Esercizio proposto a:
Raccogli e copia per intero ogni riga dei record riportati più sotto che contiene la parola "below". Tieni conto di maiuscole e minuscole.
:::::
Foto di Giuseppe Morandi
Con una camera
amatoriale, Giuseppe Morandi filma un cultura e un mondo che pian
piano scompare. Materiali straordinari che ci ricordano gli studi
pionieristici di Danilo Montaldi sulla Bassa padana.
Simona Pezzano
Se l'immagine
diventa lotta di classe
Nella grande
cucina del Micio, scaldata da una stufa a legna, occhi
attenti guardano le dita veloci che danno la forma ai
«marubini», la pasta sottile stesa sul tavolo,
secondo la ricetta che si tramanda in casa Azzali.
D'improvviso squilla il telefono. Una conversazione
breve, concitata, e il Micio calatosi sulla
testa l'immancabile berretto rosso, le mani ancora
sporche di farina, ci dice di uscire. «Presto,
dobbiamo andare a cercare subito Giüsep, è
mezz'ora che non risponde al cellulare». Così si
va di corsa verso Piadena, prima davanti casa di
Morandi, poi nel bar del paese, dove di solito si ferma a
prendere un caffè, tra telefonate e frasi
veloci scambiate con altri compagni. Dopo
poco, Giuseppe ci chiama: «Ma sto bene, sto bene. Sono
andato solo a farmi una passeggiata lungo l'Oglio
e ho dimenticato il cellulare a casa» —
e si intuisce che se la ride, contento di tutta
questa attenzione, di tanto trambusto.
Il Micio non vuole darlo a vedere, ma pare rinato: di nuovo
ciarliero, pieno di energia, scarica l'ansia
trattenuta fino a quel momento sullo stesso
Morandi con rimbrotti e proteste veementi
per tanta leggerezza.
Ecco, tra loro
c'è un legame così, che dura ormai da cinquant'anni,
stretti in un sodalizio politico, artistico
e di vita che li vede ancora oggi attivi organizzatori
culturali, coinvolti nelle miriadi di
iniziative promosse dalla Lega di Cultura
di Piadena, da loro fondata nel 1967 insieme a
Pierino e la Genia, i genitori di Micio.
L'associazione, che ha «base operaia e contadina
e si richiama al movimento delle Leghe di resistenza
contadine», come recita lo statuto, ha sede
nella cascina degli Azzali, il luogo dove ogni anno si
celebra la festa della Lega. Per tre giorni il «mondo
intero» si riunisce a Pontirolo, con
dibattiti e concerti in cui ai canti popolari
italiani si mescolano quelli del Bangladesh,
del Kurdistan, e dell' India, dell'Afghanistan,
dell'Ecuador, o della Romania.
:::::
Esercizio proposto b:
Porta avanti il testo su Giuseppe Morandi e la Lega di Cultura di Piadena, riprendendo subito dopo l'ultima frase riportata sopra.

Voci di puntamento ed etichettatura
:::::
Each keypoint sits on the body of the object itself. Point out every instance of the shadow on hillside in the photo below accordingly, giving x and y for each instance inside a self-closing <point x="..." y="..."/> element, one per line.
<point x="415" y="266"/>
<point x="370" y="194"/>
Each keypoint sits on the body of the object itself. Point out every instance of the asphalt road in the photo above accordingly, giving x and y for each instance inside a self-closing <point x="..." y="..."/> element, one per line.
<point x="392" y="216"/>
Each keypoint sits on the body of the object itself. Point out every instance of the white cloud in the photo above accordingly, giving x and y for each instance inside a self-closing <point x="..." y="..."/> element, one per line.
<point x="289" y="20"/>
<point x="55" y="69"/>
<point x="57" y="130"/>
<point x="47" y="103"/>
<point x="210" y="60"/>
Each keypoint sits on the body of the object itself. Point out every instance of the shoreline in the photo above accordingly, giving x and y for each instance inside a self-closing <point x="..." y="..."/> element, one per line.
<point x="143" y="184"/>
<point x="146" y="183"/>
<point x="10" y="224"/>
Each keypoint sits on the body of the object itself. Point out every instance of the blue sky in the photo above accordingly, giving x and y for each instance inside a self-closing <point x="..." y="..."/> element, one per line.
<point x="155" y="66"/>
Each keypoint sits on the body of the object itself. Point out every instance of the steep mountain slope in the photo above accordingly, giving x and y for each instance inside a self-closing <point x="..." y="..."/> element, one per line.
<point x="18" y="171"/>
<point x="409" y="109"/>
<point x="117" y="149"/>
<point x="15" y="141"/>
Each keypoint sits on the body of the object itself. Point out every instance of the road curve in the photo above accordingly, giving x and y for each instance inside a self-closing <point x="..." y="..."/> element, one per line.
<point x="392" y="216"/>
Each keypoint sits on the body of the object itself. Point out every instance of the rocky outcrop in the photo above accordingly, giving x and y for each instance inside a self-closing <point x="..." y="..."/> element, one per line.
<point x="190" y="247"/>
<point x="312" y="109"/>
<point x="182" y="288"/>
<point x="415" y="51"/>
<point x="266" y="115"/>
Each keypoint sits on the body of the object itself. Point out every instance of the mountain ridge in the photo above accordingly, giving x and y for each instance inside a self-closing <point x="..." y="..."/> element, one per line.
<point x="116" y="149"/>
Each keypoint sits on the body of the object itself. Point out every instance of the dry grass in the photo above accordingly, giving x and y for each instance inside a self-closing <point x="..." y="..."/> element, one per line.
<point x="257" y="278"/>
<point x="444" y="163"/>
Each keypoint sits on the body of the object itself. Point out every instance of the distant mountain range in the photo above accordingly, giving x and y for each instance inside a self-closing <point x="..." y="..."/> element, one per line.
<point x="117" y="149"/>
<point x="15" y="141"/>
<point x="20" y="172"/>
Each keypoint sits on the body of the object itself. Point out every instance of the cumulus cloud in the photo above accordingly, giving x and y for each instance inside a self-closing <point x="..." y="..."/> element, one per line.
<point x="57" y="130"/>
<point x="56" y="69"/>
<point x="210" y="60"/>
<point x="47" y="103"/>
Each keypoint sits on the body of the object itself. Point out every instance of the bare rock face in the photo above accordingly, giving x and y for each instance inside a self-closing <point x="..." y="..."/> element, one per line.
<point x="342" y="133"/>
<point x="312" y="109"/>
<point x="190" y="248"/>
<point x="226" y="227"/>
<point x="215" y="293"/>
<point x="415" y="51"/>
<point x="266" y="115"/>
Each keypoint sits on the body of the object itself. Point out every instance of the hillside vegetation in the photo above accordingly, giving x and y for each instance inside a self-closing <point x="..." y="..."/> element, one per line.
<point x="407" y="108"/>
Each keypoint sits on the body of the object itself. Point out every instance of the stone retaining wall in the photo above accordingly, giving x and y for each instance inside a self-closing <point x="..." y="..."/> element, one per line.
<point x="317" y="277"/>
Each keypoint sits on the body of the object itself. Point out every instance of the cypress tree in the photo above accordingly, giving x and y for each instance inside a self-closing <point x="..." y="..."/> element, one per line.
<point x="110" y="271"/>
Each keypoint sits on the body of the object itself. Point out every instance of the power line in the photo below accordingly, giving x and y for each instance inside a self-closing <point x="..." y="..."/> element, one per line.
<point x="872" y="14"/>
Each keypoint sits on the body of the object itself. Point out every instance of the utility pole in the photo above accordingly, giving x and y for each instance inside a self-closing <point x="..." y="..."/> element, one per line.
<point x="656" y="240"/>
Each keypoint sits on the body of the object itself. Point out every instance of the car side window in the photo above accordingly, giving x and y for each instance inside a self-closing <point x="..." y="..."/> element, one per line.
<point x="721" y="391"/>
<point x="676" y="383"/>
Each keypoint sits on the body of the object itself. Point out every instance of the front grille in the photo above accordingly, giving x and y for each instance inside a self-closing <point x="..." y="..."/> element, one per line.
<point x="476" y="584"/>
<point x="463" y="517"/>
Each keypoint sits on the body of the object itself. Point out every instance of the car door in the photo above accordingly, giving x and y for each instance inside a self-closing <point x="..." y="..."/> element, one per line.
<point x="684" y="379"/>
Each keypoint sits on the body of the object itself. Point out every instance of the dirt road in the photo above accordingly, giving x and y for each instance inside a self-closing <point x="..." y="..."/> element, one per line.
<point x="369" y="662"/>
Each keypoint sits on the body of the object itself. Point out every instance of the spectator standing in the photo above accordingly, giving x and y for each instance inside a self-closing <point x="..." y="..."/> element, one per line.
:::::
Risposta a:
Each keypoint sits on the body of the object itself. Point out every instance of the shadow on hillside in the photo below accordingly, giving x and y for each instance inside a self-closing <point x="..." y="..."/> element, one per line.
Each keypoint sits on the body of the object itself. Point out every instance of the power line in the photo below accordingly, giving x and y for each instance inside a self-closing <point x="..." y="..."/> element, one per line.

Risposta b:
Una storia
ricca e intensa, la loro, che vale la pena raccontare.
Giuseppe
Morandi, nato al Vho, una frazione di Piadena, da
una famiglia contadina e operaia, e
Gianfranco «Miciu» Azzali, bergamino figlio
di bergamini (gli allevatori delle
vacche, ndr), iniziano la loro avventura
quando una sera Gianni Bosio — instancabile
protagonista di un lavoro di ricerca e
di organizzazione culturale, che ha
messo al centro la storia del mondo popolare
e delle classi non egemoni — propone al Micio di
curare un'inchiesta sulla condizione dei
bergamini: «Perché il Miciu fa il
bergamino». Uno stimolo ad acquisire
consapevolezza della propria
condizione in maniera attiva, attraverso
l'organizzazione di assemblee e dibattiti per
raccogliere le testimonianze dei
mungitori di vacche della zona.
A dire il vero
Morandi aveva già iniziato da qualche anno a
documentare il mondo e la cultura
contadina, stimolato dal maestro
Mario Lodi, dapprima partecipando alla
produzione dei Quaderni di Piadena, in
seno alla attività della Biblioteca Popolare,
e poi accogliendo con entusiasmo la
proposta di usare anche la macchina
fotografica e la cinepresa come mezzo di
documentazione storica. Fotografie,
film e racconti che vanno a circoscrivere
una raccolta di testimonianze sulle
modifiche subite dalla piccola comunità
agricola, ma che al contempo riverberano
quanto accadeva in tutto il Paese, e che si iscrivono
intimamente nella biografia del suo
principale testimone.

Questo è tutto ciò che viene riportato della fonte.